[Start Listing]

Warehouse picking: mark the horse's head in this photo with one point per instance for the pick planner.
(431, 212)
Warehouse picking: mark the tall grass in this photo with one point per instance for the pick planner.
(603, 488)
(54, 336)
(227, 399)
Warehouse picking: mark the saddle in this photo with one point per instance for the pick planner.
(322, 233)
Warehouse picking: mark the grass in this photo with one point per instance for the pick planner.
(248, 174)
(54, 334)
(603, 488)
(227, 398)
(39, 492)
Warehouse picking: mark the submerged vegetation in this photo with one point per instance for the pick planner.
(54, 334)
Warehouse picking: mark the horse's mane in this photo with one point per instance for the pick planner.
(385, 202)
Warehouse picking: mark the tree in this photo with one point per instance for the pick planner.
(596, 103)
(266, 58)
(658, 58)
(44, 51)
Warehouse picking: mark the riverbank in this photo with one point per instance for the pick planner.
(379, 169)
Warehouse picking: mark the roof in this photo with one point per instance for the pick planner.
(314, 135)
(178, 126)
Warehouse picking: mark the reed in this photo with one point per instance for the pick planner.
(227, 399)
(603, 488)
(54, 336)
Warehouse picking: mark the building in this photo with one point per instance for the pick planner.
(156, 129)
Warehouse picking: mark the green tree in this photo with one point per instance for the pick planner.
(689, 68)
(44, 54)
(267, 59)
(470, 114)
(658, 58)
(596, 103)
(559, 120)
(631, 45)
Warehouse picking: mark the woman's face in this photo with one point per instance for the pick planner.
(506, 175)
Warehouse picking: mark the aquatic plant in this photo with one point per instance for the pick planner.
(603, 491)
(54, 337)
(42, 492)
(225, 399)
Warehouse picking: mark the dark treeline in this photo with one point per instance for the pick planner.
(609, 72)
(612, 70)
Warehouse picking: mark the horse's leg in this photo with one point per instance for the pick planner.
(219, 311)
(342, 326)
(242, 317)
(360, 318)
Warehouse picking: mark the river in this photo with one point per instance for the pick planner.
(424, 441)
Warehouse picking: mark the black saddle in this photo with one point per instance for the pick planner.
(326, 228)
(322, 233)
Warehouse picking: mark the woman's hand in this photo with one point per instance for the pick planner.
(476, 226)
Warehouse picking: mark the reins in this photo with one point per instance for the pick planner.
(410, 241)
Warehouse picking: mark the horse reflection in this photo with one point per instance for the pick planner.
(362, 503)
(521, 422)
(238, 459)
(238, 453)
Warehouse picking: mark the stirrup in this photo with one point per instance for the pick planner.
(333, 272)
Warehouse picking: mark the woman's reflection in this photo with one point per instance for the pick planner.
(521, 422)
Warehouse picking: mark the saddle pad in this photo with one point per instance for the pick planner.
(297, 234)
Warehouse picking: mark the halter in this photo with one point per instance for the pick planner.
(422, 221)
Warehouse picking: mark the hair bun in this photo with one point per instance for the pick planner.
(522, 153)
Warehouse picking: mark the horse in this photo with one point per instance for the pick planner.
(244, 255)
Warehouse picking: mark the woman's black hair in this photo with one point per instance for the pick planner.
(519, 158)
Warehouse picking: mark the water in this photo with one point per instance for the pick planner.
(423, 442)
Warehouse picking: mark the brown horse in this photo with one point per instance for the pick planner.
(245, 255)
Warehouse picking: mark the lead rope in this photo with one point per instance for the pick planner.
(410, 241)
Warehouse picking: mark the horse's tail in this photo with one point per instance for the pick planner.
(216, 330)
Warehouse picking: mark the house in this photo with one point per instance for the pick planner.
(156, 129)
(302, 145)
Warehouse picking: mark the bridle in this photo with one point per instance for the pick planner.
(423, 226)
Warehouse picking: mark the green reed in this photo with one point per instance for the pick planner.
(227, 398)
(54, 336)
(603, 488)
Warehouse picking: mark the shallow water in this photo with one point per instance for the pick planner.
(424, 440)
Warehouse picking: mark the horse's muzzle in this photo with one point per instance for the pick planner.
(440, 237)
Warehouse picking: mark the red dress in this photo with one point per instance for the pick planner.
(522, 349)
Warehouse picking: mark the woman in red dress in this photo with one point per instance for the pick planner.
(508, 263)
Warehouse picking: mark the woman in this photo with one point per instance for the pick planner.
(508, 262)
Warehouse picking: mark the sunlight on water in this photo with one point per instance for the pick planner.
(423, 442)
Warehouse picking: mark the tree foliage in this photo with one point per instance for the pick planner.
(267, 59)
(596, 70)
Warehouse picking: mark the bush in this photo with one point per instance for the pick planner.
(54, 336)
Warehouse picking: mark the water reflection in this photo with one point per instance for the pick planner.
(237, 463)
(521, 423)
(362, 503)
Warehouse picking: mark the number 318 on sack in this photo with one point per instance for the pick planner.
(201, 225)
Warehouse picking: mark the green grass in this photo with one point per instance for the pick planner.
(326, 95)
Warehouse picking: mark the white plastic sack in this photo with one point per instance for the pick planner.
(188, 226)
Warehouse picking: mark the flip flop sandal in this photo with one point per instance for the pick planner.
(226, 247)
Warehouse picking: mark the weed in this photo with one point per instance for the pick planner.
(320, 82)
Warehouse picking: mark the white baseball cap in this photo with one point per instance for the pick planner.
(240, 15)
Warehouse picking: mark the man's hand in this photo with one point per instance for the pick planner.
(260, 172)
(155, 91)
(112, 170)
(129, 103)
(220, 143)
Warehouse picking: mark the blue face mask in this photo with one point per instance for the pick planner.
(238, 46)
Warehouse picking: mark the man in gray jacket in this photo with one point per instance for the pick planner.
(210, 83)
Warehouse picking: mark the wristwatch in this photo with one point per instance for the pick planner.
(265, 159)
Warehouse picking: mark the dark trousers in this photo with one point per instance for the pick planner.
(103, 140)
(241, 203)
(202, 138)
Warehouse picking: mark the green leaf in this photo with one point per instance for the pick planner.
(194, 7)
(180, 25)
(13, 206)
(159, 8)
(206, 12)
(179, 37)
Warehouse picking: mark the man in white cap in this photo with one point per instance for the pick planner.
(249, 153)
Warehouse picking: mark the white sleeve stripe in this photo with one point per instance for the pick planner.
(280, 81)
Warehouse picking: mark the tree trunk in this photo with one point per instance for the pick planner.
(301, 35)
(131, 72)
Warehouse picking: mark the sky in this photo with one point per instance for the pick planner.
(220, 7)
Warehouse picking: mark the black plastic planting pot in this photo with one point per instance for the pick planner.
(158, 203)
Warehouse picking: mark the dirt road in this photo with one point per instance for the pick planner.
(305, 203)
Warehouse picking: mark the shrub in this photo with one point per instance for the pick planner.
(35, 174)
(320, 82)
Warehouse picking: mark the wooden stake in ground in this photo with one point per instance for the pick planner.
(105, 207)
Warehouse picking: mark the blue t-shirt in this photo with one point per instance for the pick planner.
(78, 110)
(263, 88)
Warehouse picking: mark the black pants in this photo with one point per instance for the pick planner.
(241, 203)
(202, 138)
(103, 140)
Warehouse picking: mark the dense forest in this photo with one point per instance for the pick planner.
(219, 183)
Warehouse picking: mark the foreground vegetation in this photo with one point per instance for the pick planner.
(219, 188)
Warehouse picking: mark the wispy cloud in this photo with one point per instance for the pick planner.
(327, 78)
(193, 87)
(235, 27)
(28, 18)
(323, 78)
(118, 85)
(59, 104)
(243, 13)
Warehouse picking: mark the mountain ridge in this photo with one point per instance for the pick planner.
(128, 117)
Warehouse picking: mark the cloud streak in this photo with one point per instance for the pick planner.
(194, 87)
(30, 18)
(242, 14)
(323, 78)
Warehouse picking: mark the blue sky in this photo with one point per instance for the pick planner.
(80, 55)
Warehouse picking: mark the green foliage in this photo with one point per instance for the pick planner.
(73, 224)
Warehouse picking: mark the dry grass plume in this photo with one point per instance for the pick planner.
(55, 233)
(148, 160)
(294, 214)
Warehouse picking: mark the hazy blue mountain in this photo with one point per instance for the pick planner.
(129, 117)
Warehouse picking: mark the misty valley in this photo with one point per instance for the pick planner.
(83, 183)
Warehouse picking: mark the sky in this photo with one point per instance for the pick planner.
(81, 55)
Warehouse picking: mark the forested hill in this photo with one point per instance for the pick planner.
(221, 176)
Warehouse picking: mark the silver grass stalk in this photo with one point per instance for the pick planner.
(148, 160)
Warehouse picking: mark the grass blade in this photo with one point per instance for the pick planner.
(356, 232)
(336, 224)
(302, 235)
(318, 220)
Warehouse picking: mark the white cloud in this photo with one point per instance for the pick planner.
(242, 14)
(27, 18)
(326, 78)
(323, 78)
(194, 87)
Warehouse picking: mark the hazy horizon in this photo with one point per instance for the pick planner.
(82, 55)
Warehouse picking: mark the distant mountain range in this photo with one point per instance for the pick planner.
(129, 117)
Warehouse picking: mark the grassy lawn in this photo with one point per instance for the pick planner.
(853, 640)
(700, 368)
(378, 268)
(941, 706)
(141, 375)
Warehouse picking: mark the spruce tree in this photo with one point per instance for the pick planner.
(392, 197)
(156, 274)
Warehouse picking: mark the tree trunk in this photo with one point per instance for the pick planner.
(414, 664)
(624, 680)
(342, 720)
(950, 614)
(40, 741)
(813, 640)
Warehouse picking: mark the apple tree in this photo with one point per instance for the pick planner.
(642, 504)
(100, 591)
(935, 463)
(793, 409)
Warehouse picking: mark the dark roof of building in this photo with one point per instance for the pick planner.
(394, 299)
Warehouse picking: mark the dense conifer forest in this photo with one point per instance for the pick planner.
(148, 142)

[End Listing]

Written problem:
Repeat, character for character, the lines from the one that holds "Warehouse picking: mark the hazy horizon" to the final line of the material, inclusive, and no other lines.

Result for this exercise:
Warehouse picking: mark the hazy horizon in this photo with one point per instance for the pick planner.
(82, 55)
Warehouse picking: mark the distant mountain range in this photo with one point per instance for the pick planner.
(129, 117)
Warehouse picking: mark the grassy lawn in this photo with one point per instance for the pick planner.
(853, 640)
(700, 368)
(378, 268)
(941, 706)
(141, 375)
Warehouse picking: mark the spruce tree in this photo with one point per instance for the pick planner.
(392, 197)
(156, 274)
Warehouse picking: mark the tree trunk in this photo with one point per instance for the pick planner.
(414, 664)
(624, 680)
(342, 720)
(950, 614)
(40, 741)
(813, 640)
Warehouse picking: mark the apple tree in this photo with one point per instance for the pick planner.
(642, 504)
(100, 591)
(935, 463)
(793, 409)
Warehouse picking: mark the dark roof of building in this photo with one point per instance for the pick planner.
(394, 299)
Warehouse picking: mark the dense conifer forest in this photo with one point per instance for the pick planner.
(148, 142)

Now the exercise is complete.